> **WHAT TO DO**
Lines before the one containing "Can you find the bridge railing" are left out; copy that line and every later line through the end of the data exactly.

(Records)
*****
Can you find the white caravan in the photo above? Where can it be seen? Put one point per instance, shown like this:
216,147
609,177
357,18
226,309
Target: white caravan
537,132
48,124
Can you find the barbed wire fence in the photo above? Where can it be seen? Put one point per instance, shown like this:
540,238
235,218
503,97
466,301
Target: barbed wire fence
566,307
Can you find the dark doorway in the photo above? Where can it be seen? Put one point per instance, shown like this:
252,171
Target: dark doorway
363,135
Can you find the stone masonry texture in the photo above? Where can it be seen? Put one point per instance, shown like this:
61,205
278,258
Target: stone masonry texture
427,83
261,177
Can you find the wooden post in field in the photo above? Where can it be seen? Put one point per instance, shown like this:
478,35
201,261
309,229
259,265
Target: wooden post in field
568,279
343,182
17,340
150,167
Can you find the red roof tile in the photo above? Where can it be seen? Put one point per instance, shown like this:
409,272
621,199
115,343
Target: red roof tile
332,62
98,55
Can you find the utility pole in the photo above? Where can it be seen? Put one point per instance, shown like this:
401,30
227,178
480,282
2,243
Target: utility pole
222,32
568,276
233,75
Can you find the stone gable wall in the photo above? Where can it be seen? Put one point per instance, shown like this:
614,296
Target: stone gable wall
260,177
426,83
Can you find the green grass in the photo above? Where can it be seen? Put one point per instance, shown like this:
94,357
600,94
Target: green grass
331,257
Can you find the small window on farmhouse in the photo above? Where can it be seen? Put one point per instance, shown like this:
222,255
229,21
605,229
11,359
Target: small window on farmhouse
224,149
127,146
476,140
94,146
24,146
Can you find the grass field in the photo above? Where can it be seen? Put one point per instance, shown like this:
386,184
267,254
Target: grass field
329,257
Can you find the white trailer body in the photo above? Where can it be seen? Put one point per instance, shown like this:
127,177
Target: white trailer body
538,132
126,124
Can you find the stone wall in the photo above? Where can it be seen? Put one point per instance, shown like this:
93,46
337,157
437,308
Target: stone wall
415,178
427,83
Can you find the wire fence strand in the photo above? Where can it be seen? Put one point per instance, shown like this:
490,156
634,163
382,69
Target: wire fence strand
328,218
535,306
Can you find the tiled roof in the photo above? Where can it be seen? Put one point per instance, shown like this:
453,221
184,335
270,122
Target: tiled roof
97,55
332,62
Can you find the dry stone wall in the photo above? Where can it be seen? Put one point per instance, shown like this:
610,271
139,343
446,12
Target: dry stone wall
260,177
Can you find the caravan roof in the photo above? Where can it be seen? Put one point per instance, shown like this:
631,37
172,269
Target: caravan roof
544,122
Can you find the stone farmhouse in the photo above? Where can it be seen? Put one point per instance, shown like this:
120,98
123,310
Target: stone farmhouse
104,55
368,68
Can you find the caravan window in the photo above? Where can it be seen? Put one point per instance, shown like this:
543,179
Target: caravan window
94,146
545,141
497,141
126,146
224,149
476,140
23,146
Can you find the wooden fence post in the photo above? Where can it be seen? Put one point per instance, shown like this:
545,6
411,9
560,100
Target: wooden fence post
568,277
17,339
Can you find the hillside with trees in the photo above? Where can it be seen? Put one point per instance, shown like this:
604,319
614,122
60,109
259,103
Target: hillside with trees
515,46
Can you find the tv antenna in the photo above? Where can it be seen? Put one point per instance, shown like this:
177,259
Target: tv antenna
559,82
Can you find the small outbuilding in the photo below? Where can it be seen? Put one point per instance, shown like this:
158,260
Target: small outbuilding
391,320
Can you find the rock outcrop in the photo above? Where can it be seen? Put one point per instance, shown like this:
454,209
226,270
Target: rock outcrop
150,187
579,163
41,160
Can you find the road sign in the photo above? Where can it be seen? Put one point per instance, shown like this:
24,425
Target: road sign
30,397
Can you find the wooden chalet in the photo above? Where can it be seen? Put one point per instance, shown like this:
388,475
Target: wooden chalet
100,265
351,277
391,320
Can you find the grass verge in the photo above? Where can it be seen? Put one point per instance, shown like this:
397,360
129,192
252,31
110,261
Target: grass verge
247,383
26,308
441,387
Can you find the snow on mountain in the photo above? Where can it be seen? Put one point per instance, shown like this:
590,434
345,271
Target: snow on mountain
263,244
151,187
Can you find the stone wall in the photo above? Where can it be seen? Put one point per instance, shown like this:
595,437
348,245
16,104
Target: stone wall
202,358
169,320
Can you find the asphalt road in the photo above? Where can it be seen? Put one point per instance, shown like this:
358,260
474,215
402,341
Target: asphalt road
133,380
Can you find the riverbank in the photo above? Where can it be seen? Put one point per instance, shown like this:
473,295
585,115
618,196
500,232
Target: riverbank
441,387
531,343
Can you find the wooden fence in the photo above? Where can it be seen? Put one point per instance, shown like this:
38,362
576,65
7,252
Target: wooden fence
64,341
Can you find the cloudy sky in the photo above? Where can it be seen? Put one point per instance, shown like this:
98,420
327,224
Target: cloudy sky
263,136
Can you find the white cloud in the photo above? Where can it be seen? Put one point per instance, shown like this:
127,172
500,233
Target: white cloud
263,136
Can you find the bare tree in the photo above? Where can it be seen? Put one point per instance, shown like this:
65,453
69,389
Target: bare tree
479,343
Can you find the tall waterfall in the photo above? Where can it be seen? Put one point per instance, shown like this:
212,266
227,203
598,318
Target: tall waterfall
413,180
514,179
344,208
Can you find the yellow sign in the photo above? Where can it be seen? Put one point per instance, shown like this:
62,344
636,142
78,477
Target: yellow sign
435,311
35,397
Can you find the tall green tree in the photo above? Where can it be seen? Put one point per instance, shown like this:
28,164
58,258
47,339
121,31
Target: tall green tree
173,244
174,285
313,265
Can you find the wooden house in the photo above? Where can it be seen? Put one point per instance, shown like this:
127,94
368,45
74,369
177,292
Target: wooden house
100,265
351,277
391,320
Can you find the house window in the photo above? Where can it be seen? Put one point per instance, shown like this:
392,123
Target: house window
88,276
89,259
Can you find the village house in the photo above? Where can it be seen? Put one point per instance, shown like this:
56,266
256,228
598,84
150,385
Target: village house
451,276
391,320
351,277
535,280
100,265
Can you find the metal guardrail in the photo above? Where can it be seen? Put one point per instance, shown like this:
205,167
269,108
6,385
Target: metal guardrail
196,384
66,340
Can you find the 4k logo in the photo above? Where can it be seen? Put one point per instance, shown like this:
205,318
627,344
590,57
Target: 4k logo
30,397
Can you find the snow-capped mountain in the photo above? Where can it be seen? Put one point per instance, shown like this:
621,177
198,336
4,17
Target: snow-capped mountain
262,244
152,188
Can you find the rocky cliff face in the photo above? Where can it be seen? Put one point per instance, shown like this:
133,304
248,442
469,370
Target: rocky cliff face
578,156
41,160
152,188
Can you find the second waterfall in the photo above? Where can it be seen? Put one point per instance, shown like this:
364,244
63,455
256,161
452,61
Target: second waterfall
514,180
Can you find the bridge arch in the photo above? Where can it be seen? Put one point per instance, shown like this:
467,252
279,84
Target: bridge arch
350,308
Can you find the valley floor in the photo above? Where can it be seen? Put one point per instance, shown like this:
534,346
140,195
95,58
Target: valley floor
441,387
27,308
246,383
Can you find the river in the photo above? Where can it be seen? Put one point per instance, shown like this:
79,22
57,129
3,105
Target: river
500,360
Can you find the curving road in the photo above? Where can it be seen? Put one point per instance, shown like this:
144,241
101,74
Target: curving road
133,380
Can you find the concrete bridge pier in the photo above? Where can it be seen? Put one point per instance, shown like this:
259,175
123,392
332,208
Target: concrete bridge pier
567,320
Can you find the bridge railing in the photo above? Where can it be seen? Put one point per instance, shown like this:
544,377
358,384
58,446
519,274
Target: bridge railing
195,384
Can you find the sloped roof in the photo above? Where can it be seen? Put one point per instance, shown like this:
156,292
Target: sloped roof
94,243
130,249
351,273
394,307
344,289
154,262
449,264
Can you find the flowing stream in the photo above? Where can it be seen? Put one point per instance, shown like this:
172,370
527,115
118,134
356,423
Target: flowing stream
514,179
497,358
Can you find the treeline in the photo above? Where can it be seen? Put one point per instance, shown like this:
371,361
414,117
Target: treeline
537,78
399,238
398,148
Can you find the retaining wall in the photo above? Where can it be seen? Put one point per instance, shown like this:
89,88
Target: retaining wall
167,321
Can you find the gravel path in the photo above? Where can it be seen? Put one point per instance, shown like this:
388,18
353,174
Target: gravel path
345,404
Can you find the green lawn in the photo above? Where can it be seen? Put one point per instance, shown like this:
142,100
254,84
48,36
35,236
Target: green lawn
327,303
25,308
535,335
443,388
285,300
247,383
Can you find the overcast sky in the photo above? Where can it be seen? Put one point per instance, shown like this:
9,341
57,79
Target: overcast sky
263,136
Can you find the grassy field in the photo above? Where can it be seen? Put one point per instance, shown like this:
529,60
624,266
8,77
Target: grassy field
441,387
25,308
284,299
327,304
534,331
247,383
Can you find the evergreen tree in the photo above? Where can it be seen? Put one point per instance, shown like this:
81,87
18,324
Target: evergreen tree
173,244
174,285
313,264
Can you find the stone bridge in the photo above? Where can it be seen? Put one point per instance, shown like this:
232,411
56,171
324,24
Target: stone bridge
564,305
*****
> **TASK SOLUTION**
Can you find the bridge railing in the photo above? Where can it be seen? Put one point per instance, shown like this:
544,377
358,384
58,446
519,274
Target: bridge railing
195,384
Can you find the sloped roof in the photo above? Where can it be seen? Put one point per instance, shown like this:
156,292
Target: sloped roof
94,243
130,249
351,273
394,307
344,289
154,262
449,264
Can you find the flowing stream in the photo above? Where can it be seen? Put one point per instance, shown like this:
172,370
527,115
118,134
356,423
Target: flowing stream
514,179
497,358
Can you find the treeline in the photo above? Where can it be seen? Put one point per instance, shown like this:
371,361
414,117
Target: treeline
537,78
399,238
398,148
Can you find the retaining wall in the photo above? Where can it be seen? Put one point per instance, shown like this:
89,88
Target: retaining wall
167,321
Can you find the gravel path in the photo above? Where can it be seen? Put one point per instance, shown like this:
388,18
353,174
Target: gravel path
345,404
Can you find the green lawn in the photo above? Where can it be seen? Put one point per instance, shown like this:
142,100
254,84
48,36
35,236
Target: green lawn
327,303
25,308
535,335
443,388
285,300
247,383
Can you find the overcast sky in the photo above? Where can it be seen? Put one point per instance, shown like this:
9,341
57,79
Target: overcast sky
263,136
Can you find the grassy field in the photo above? Where can it be seen? Put one point per instance, shown like this:
529,60
624,266
8,77
Target: grassy field
441,387
25,308
284,299
327,304
534,331
247,383
Can you find the evergreen tree in the photo above? Where can it be seen? Put one point per instance, shown like this:
81,87
18,324
Target: evergreen tree
173,244
174,285
313,264
Can you find the stone bridge in the photo above? Where can it be seen? Put one point per instance, shown like this:
232,411
56,171
324,24
Target: stone bridge
564,305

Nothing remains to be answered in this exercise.